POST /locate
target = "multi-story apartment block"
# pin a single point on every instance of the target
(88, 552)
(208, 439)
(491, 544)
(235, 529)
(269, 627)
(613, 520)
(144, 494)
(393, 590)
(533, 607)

○ ○ ○ ○ ○

> _What the exercise asks_: Copy every line above, and shift each coordinate in the answers by adding 101 to it.

> _Solution for this task_:
POST /locate
target = "multi-story apartment block"
# pin a single point on every instance of the target
(189, 653)
(309, 540)
(592, 645)
(336, 630)
(370, 728)
(714, 621)
(245, 595)
(494, 691)
(634, 708)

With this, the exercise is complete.